#### Work task
Please repeat the lines below exactly. Begin with the line containing "Annotate the brown" and go on through the line containing "column 593, row 279".

(Extracted entries Opens)

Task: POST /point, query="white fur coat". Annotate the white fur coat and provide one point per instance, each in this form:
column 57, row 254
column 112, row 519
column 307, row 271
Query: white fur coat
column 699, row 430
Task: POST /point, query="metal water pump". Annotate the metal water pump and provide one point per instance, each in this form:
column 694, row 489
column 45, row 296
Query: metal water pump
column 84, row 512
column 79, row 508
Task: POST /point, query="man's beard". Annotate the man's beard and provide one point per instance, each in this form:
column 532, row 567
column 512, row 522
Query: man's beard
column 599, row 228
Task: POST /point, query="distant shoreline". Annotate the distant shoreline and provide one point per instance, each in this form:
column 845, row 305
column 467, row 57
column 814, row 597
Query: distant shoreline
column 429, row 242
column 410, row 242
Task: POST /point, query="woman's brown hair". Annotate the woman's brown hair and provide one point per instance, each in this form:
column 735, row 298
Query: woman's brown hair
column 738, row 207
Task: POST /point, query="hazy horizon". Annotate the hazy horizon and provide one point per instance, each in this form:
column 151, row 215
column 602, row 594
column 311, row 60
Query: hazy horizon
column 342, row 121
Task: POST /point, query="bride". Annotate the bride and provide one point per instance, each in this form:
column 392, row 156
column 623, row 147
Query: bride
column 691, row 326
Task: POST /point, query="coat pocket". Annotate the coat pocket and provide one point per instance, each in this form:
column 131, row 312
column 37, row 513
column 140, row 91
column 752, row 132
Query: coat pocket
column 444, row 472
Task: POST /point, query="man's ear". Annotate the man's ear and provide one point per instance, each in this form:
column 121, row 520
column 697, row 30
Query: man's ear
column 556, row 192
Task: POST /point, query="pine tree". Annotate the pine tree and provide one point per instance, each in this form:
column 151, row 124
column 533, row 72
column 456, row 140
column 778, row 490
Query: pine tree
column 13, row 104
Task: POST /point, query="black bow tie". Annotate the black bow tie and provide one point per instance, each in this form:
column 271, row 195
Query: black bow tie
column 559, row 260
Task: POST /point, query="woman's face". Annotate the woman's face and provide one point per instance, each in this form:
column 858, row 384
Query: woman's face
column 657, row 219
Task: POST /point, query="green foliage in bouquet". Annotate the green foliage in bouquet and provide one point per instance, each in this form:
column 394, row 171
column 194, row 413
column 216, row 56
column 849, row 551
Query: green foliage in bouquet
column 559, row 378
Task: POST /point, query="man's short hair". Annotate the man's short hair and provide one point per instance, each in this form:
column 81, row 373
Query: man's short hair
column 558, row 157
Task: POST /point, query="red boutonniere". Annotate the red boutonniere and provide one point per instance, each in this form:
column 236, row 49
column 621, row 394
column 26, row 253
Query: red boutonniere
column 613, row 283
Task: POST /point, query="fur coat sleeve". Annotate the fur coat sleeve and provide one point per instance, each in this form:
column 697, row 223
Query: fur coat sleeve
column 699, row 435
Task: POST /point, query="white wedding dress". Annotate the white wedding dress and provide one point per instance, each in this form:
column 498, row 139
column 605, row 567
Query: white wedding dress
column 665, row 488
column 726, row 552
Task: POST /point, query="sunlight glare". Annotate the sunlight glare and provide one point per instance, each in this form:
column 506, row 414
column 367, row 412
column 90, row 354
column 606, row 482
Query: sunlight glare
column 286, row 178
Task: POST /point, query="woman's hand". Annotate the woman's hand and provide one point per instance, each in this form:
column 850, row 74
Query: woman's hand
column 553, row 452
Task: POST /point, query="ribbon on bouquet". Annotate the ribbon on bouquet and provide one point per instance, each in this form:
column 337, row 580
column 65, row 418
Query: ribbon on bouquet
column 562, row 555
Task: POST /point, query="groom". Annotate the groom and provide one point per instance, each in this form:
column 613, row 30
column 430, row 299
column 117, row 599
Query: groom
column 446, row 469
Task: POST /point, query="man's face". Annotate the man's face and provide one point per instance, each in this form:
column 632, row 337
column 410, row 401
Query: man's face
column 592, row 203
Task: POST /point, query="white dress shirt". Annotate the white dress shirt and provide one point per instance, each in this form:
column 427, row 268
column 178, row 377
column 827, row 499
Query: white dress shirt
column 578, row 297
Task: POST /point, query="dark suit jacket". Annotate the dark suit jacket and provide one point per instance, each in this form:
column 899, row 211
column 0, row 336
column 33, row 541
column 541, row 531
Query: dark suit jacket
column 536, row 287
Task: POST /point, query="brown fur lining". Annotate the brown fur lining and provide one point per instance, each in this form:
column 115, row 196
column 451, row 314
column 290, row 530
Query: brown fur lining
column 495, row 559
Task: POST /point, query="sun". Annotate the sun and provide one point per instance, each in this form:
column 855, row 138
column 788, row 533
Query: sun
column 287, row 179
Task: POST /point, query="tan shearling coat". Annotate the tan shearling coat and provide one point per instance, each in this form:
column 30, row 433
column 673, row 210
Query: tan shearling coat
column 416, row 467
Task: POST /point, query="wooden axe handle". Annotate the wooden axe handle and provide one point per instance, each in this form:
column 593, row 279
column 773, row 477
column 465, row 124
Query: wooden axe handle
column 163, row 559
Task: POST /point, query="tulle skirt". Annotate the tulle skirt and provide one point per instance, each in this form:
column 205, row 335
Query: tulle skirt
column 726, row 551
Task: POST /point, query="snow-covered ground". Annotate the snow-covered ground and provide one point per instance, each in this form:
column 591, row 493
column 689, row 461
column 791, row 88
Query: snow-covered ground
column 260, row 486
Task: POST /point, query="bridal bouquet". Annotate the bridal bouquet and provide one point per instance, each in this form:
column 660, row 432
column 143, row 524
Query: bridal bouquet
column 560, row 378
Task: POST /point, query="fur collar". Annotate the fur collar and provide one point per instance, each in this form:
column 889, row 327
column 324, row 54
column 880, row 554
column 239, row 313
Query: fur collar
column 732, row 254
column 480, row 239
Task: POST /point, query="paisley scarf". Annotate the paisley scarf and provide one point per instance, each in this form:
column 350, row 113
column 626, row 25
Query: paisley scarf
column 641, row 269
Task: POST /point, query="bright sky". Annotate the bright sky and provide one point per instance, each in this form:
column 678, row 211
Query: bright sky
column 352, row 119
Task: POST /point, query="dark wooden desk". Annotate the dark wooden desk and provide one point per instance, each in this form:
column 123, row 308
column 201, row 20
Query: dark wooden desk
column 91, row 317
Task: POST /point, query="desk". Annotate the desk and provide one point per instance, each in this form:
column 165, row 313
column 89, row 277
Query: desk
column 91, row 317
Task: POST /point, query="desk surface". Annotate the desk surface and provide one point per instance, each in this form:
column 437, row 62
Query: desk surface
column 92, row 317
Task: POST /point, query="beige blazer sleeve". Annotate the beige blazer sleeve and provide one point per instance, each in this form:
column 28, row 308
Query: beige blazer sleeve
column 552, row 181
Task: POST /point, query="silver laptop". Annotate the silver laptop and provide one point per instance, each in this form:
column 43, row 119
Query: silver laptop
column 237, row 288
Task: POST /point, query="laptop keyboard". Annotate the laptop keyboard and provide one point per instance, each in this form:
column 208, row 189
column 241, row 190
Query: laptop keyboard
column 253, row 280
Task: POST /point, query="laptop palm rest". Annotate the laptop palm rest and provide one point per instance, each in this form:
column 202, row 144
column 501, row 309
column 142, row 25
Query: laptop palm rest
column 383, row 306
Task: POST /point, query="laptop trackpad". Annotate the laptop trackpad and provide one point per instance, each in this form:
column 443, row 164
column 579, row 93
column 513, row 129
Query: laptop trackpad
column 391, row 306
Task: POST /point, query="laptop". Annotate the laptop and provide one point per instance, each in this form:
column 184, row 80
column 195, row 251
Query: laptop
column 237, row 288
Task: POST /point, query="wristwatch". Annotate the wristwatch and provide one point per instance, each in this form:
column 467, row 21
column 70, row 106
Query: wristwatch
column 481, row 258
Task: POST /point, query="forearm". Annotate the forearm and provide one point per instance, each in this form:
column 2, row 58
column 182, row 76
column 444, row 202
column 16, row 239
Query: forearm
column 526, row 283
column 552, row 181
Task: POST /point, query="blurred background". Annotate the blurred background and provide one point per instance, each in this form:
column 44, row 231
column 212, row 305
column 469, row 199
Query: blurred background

(Extracted entries Closes)

#### Your solution
Task: POST /point, query="brown fur lining". Annotate the brown fur lining and provide one point per instance, each in this form:
column 115, row 196
column 451, row 314
column 290, row 530
Query: brown fur lining
column 495, row 559
Task: POST /point, query="sun". Annotate the sun and provide one point per instance, each in this form:
column 855, row 138
column 788, row 533
Query: sun
column 287, row 179
Task: POST /point, query="tan shearling coat". Annotate the tan shearling coat and provide one point per instance, each in this form:
column 30, row 433
column 673, row 210
Query: tan shearling coat
column 416, row 467
Task: POST /point, query="wooden axe handle". Annotate the wooden axe handle and provide one point per instance, each in this form:
column 593, row 279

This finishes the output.